Après avoir été relogée à Maison-Blanche, la famille Escalès retournera quelques années plus tard, entre 1893 et 1898, à Bordj-Ménaïel puis Jean réussira à acheter une propriété de 15 hectares, gérée jusqu'à l'indépendance par ses fils et petits-fils.
L'aîné de Mathieu Escalès et Inès Bonet, Jacques Joseph, se marie le 9 août 1867 à Bordj-Ménaïel : il s’agit du premier acte attestant de la présence en Algérie de la famille Escalès-Bonet.
Pierre Caratero cite cependant le fait que Mathieu (nommé Jean par erreur), gérant de ferme, aurait en 1864 été proposé comme adjoint de la commune de Bordj-Ménaïel par les colons, mais récusé car espagnol non naturalisé.

CONSIGNES DE L'EXERCICE
Poursuivez le texte ci-dessus sur la famille Escalès en Algérie, à partir de sa dernière phrase.

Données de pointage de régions
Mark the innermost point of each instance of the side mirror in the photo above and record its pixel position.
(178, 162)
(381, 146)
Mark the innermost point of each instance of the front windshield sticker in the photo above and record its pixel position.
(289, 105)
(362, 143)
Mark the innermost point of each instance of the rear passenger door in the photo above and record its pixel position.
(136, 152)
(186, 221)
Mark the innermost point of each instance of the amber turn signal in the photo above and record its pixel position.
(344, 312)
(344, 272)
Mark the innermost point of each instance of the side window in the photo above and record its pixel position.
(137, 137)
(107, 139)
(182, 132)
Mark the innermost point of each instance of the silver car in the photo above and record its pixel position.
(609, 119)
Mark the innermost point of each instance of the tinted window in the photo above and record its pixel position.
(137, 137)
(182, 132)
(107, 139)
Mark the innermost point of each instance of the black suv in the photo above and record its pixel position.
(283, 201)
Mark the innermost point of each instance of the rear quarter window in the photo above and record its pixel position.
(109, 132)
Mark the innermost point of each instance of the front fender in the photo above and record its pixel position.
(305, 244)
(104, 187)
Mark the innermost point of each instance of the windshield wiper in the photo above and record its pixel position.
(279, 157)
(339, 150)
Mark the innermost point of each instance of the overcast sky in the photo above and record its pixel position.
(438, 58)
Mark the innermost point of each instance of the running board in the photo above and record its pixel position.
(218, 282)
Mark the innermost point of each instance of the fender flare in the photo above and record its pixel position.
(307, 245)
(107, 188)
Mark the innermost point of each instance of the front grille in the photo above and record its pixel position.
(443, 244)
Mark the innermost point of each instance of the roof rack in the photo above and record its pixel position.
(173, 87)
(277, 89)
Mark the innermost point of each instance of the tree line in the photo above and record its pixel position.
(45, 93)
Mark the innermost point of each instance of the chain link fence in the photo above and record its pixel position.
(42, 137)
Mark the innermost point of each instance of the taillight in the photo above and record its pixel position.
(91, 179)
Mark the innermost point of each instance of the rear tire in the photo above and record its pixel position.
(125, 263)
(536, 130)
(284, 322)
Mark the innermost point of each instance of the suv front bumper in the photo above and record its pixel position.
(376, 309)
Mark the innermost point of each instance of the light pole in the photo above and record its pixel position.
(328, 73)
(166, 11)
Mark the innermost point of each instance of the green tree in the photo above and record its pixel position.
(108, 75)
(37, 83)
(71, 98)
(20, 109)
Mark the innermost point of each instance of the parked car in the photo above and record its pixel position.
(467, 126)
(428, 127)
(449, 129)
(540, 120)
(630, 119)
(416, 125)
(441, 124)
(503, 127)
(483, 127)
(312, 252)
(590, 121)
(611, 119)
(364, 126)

RÉPONSE ATTENDUE
Les actes de mariages ou décès des enfants de ce couple montrent que tous, jusqu'à Mathieu en 1859, sont nés à Santany (Minorque - Baléares). Seul Jean, né en 1862, a un lieu de naissance à ce jour indéterminé faute de disposer d'un acte le précisant, et les date et lieu de naissance de Jacques Joseph, l’aîné de la fratrie, sont également indéterminés.
Il faut prendre en compte le fait que les registres d'état-civil de Bordj-Ménaïel n'ont jamais été numérisés et qu'il est fort probable qu'ils aient été détruits lors du très fort tremblement de terre survenu en 2003. Seules les archives du diocèse d'Alger, conservées par les Sœurs Clarisse de Nîmes, peuvent en partie lever le voile sur les lieux d'origine de certains de ces ancêtres.
En ce qui concerne la branche Triay (Antonia née à La Rassauta, épouse de Jean Escalès), on note le mariage de ses parents le 21 novembre 1857 à La Rassauta, ceux-ci étant nés lui aux Baléares et elle en Espagne.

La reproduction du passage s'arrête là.